Text excerpt:
=== Section Start ===
Vocalizations reflect breeding and predict conditionability

Among male Wistar rats, there was a high incidence of negative affect USVs during acquisition (5/7 rats vocalizing at 0.5 mA and 7/7 rats vocalizing at 0.8 mA) (Wöhr et al. 2005). By comparison, our Long-Evans rats were much less likely to vocalize in general. For example, at an intensity of 0.7 mA, only 30 % of male RB rats vocalized during acquisition. This may suggest that Long-Evans rats as a strain are less likely to show ~22 kHz vocalizations during fear conditioning than albino rats. Supporting this conclusion, one study has shown that Long-Evans rats do indeed vocalize significantly less than Sprague–Dawley rats during tone-shock conditioning (Graham et al. 2009). However, this study also found that Long-Evans females vocalized more than Long-Evans males, whereas our present study found that males vocalized more than females.

Despite the relatively low incidence in vocalizations in our subjects overall, the incidence among HE rats was especially low (4–5 %) and significantly lower than LE or RB rats. Because these differences in vocalizations occurred during the acquisition session, they suggest that genetic factors governing acquisition may play a role in whether an animal is ultimately able to extinguish a CS–US association. One should note that this effect on acquisition occurred despite our efforts to match the initial founders of the LE and HE lines in terms of post-acquisition levels of freezing. On the one hand, this suggests that the genetic influences on acquisition and extinction processes are overlapping. On the other hand, our results also show that the effect of selective breeding on USVs during acquisition is independent of its effect on extinction of conditioned freezing. That is, among vocalizing subjects, there is still a significant difference in extinction between the HE and LE lines. Indeed, this difference becomes even more apparent when differences in vocalization are controlled for. Regardless of breeding line, the volume of sound emitted as an acute reaction to shock and the duration of ultrasonic distress vocalizations emitted throughout the acquisition session predicted higher levels of subsequent conditioned freezing. This suggests that individual differences in the appraisal of the US are a significant factor underlying conditionability.
=== Section End ===
Task objective: Echo the passage on rat vocalizations word for word, starting with "Among male Wistar" and going on through "more than females.". The items have nothing to do with this.

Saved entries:
=== Section Start ===
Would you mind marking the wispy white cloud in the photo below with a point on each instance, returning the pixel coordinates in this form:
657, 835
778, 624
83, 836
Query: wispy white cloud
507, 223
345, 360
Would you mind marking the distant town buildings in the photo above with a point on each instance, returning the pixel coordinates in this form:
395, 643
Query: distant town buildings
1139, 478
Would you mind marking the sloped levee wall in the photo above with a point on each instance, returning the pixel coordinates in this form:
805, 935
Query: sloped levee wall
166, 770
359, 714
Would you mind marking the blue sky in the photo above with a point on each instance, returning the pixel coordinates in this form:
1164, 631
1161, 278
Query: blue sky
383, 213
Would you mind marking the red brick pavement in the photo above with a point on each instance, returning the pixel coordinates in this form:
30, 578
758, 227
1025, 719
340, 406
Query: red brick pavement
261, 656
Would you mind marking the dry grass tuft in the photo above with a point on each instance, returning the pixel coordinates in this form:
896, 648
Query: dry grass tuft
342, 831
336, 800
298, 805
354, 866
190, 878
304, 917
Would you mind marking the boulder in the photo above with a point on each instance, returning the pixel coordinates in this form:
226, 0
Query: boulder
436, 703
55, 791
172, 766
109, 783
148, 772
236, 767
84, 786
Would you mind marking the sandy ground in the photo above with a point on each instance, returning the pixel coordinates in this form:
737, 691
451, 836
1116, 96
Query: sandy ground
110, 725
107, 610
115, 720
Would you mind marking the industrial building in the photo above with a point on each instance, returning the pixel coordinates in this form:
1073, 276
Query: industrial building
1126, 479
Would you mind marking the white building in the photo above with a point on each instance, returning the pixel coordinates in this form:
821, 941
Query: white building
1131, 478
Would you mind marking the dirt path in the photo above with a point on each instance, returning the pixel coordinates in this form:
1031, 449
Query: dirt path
=== Section End ===
Answer space:
Among male Wistar rats, there was a high incidence of negative affect USVs during acquisition (5/7 rats vocalizing at 0.5 mA and 7/7 rats vocalizing at 0.8 mA) (Wöhr et al. 2005). By comparison, our Long-Evans rats were much less likely to vocalize in general. For example, at an intensity of 0.7 mA, only 30 % of male RB rats vocalized during acquisition. This may suggest that Long-Evans rats as a strain are less likely to show ~22 kHz vocalizations during fear conditioning than albino rats. Supporting this conclusion, one study has shown that Long-Evans rats do indeed vocalize significantly less than Sprague–Dawley rats during tone-shock conditioning (Graham et al. 2009). However, this study also found that Long-Evans females vocalized more than Long-Evans males, whereas our present study found that males vocalized more than females.